**TASK PROMPT:**
What is needed is an exact copy of every record below.

Saved data entries:
-*-
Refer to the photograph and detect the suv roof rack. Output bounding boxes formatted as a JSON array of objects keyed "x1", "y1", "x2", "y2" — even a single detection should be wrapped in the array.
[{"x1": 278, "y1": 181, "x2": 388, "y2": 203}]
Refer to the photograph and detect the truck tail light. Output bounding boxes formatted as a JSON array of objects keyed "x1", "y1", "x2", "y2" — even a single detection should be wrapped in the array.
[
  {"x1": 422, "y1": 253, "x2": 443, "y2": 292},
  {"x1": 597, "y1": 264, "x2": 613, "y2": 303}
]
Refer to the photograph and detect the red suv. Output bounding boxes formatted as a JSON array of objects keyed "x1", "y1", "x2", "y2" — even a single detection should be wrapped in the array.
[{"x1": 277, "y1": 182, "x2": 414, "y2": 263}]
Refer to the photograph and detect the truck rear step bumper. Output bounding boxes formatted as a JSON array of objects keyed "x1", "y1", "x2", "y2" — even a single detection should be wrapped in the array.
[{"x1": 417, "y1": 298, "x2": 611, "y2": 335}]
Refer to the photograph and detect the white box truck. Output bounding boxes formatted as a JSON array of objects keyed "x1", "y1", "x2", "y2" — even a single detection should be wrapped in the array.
-*-
**ANSWER FOR THIS EXERCISE:**
Refer to the photograph and detect the suv roof rack. Output bounding boxes formatted as a JSON array of objects keyed "x1", "y1", "x2", "y2" — even a single detection should be wrapped in the array.
[{"x1": 278, "y1": 181, "x2": 388, "y2": 203}]
Refer to the photograph and detect the truck tail light. Output bounding boxes formatted as a JSON array of objects keyed "x1", "y1", "x2", "y2" — even a single detection should be wrapped in the array.
[
  {"x1": 422, "y1": 253, "x2": 443, "y2": 292},
  {"x1": 597, "y1": 264, "x2": 613, "y2": 303}
]
Refer to the photograph and detect the red suv. Output bounding boxes formatted as a JSON array of objects keyed "x1", "y1", "x2", "y2" — even a single detection should be wrapped in the array.
[{"x1": 277, "y1": 182, "x2": 414, "y2": 263}]
Refer to the photograph and detect the truck rear step bumper. Output bounding boxes formatted as a JSON array of objects keyed "x1", "y1", "x2", "y2" — even a single detection should be wrapped in the array.
[{"x1": 417, "y1": 298, "x2": 611, "y2": 335}]
Refer to the photograph and detect the white box truck. Output bounding boxes formatted as a JSON array of objects keyed "x1", "y1", "x2", "y2" — even a single detection should be wrapped in the array.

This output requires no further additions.